> **Task objective**: Every entry below must be reproduced exactly.

Data excerpts
══════
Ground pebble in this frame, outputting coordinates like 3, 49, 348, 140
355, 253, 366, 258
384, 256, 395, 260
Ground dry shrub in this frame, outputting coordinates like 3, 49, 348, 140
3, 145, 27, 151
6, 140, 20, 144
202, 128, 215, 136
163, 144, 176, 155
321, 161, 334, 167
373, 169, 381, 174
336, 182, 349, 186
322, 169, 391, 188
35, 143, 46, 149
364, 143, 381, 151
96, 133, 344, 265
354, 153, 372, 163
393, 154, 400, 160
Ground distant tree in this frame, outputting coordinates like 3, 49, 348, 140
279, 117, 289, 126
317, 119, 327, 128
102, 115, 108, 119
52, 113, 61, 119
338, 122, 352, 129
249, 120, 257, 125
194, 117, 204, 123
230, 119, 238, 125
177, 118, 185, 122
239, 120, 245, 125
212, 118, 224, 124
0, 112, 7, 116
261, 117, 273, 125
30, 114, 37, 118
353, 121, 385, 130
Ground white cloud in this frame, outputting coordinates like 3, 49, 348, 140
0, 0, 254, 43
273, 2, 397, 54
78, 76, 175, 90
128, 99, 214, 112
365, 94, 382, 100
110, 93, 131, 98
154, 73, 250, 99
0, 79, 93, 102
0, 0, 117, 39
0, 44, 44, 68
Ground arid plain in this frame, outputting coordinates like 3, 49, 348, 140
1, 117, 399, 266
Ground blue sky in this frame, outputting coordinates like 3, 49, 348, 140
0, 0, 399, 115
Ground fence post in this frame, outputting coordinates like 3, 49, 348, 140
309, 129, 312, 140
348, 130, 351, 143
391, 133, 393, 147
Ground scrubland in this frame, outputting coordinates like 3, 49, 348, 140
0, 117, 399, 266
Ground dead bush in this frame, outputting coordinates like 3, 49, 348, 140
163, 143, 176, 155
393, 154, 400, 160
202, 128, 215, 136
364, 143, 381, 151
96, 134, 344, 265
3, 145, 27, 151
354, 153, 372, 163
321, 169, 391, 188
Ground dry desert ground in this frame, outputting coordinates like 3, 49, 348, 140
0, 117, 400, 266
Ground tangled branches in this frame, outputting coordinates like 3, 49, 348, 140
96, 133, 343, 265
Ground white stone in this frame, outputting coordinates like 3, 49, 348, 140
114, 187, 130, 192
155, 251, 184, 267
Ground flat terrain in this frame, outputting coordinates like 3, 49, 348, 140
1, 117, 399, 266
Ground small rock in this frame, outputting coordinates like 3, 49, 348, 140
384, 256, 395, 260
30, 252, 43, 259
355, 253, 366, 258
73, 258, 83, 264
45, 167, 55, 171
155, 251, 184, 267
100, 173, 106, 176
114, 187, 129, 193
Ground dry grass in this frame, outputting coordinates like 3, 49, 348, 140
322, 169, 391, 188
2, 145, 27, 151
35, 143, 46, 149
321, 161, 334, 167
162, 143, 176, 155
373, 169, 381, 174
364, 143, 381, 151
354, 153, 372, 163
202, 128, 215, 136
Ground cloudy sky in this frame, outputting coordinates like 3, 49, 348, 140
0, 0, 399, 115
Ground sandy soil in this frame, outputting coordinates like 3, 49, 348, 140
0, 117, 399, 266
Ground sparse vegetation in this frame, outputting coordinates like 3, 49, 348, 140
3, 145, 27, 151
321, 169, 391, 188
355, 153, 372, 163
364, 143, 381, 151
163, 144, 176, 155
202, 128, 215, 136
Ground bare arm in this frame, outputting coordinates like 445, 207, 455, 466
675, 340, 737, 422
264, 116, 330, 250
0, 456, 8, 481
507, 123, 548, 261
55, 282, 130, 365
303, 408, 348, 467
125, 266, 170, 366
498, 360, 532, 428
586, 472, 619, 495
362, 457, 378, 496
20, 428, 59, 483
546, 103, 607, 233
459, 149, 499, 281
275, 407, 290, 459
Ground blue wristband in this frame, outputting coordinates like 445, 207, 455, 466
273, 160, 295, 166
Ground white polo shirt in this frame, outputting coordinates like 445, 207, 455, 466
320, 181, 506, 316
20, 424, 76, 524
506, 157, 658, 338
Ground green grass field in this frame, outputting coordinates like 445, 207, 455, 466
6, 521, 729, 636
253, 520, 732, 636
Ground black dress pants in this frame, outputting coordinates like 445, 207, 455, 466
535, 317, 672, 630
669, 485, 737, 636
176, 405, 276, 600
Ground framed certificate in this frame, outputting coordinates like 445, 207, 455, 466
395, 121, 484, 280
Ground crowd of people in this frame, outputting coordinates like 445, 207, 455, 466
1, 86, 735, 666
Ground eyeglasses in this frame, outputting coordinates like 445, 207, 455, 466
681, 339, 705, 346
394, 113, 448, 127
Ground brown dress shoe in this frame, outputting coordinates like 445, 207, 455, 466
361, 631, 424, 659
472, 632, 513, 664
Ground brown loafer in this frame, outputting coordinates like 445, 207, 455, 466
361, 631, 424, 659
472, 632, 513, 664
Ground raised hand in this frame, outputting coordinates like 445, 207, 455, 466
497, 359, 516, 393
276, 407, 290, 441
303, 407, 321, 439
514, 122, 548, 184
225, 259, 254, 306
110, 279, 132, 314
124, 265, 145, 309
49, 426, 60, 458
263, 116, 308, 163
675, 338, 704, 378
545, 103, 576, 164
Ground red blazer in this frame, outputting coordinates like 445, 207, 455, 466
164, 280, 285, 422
══════
> **Task answer**:
Ground pebble in this frame, outputting coordinates like 3, 49, 348, 140
355, 253, 366, 258
384, 256, 395, 260
Ground dry shrub in this frame, outputting coordinates like 3, 49, 348, 140
3, 145, 27, 151
6, 140, 20, 144
202, 128, 215, 136
163, 144, 176, 155
321, 161, 334, 167
373, 169, 381, 174
336, 182, 349, 186
322, 169, 391, 188
35, 143, 46, 149
364, 143, 381, 151
96, 133, 344, 265
354, 153, 372, 163
393, 154, 400, 160
Ground distant tree in this frame, outputting coordinates like 3, 49, 348, 140
279, 117, 289, 126
317, 119, 327, 128
102, 115, 108, 119
52, 113, 61, 119
338, 122, 352, 129
249, 120, 257, 125
194, 117, 204, 123
230, 119, 238, 125
177, 118, 185, 122
239, 120, 245, 125
212, 118, 224, 124
0, 112, 7, 116
261, 117, 273, 125
30, 114, 37, 118
353, 121, 385, 130
Ground white cloud in this frame, outputting coordinates like 3, 49, 348, 140
0, 0, 254, 43
273, 2, 397, 54
78, 76, 175, 90
128, 99, 214, 112
365, 94, 382, 100
110, 93, 131, 98
154, 73, 250, 99
0, 79, 93, 102
0, 0, 117, 39
0, 44, 44, 68
Ground arid plain in this frame, outputting coordinates like 3, 49, 348, 140
1, 117, 399, 266
Ground blue sky in this frame, outputting coordinates like 3, 49, 348, 140
0, 0, 399, 115
Ground fence post in this frame, outputting coordinates like 3, 49, 348, 140
309, 129, 312, 140
348, 130, 351, 143
391, 133, 393, 147
Ground scrubland in this frame, outputting coordinates like 3, 49, 348, 140
0, 117, 399, 266
Ground dead bush in this frame, outputting coordinates like 3, 49, 348, 140
163, 143, 176, 155
393, 154, 400, 160
202, 128, 215, 136
364, 143, 381, 151
96, 134, 344, 265
3, 145, 27, 151
354, 153, 372, 163
321, 169, 391, 188
Ground dry desert ground in this frame, outputting coordinates like 3, 49, 348, 140
0, 117, 400, 266
Ground tangled branches in this frame, outputting coordinates like 3, 49, 348, 140
96, 133, 343, 265
Ground white stone in this frame, outputting coordinates like 3, 49, 348, 140
114, 187, 130, 192
155, 251, 184, 267
Ground flat terrain in this frame, outputting coordinates like 3, 49, 348, 140
1, 117, 399, 266
Ground small rock in this frame, outputting coordinates like 3, 49, 348, 140
384, 256, 395, 260
30, 252, 43, 259
355, 253, 366, 258
73, 258, 83, 264
45, 167, 55, 171
155, 251, 184, 267
100, 173, 106, 176
114, 187, 129, 193
Ground dry grass in this frame, outputting coordinates like 3, 49, 348, 140
322, 169, 391, 188
2, 145, 27, 151
35, 143, 46, 149
321, 161, 334, 167
162, 143, 176, 155
373, 169, 381, 174
364, 143, 381, 151
354, 153, 372, 163
202, 128, 215, 136
Ground cloudy sky in this frame, outputting coordinates like 3, 49, 348, 140
0, 0, 399, 115
Ground sandy soil in this frame, outputting coordinates like 3, 49, 348, 140
0, 117, 399, 266
Ground sparse vegetation in this frame, outputting coordinates like 3, 49, 348, 140
3, 145, 27, 151
321, 169, 391, 188
355, 153, 372, 163
364, 143, 381, 151
163, 144, 176, 155
202, 128, 215, 136
Ground bare arm in this frame, outputting coordinates like 445, 207, 455, 466
675, 340, 737, 422
264, 116, 330, 250
0, 456, 8, 481
507, 123, 548, 261
55, 282, 130, 365
303, 408, 348, 467
125, 266, 170, 366
498, 360, 532, 428
586, 472, 619, 495
362, 457, 378, 496
20, 428, 59, 483
546, 103, 607, 233
459, 149, 499, 281
275, 407, 290, 459
Ground blue wristband in this frame, outputting coordinates like 445, 207, 455, 466
273, 160, 295, 166
Ground white polo shirt in this frame, outputting coordinates like 445, 207, 455, 466
320, 181, 506, 316
20, 424, 76, 524
506, 157, 658, 338
Ground green grass field in this frame, outputting coordinates like 445, 207, 455, 466
6, 521, 729, 636
253, 520, 732, 636
Ground black dress pants in this frame, outputting coordinates like 445, 207, 455, 466
535, 317, 672, 630
669, 485, 737, 636
176, 405, 276, 600
Ground framed certificate in this frame, outputting coordinates like 445, 207, 455, 466
395, 121, 484, 280
Ground crowd of people in this frame, outputting coordinates like 445, 207, 455, 466
1, 86, 735, 666
Ground eyeglasses in this frame, outputting coordinates like 445, 207, 455, 466
681, 339, 705, 346
394, 113, 448, 127
Ground brown dress shoe in this frame, outputting coordinates like 445, 207, 455, 466
361, 631, 424, 659
472, 632, 513, 664
Ground brown loafer in this frame, outputting coordinates like 445, 207, 455, 466
361, 631, 424, 659
472, 632, 513, 664
Ground raised hand in this frame, outputting coordinates like 445, 207, 455, 466
497, 359, 516, 393
276, 407, 290, 441
303, 407, 321, 439
514, 122, 548, 184
225, 259, 254, 306
110, 279, 132, 314
124, 265, 145, 309
49, 426, 60, 458
263, 116, 308, 163
675, 338, 704, 378
545, 103, 576, 164
Ground red blazer in this frame, outputting coordinates like 445, 207, 455, 466
164, 280, 285, 422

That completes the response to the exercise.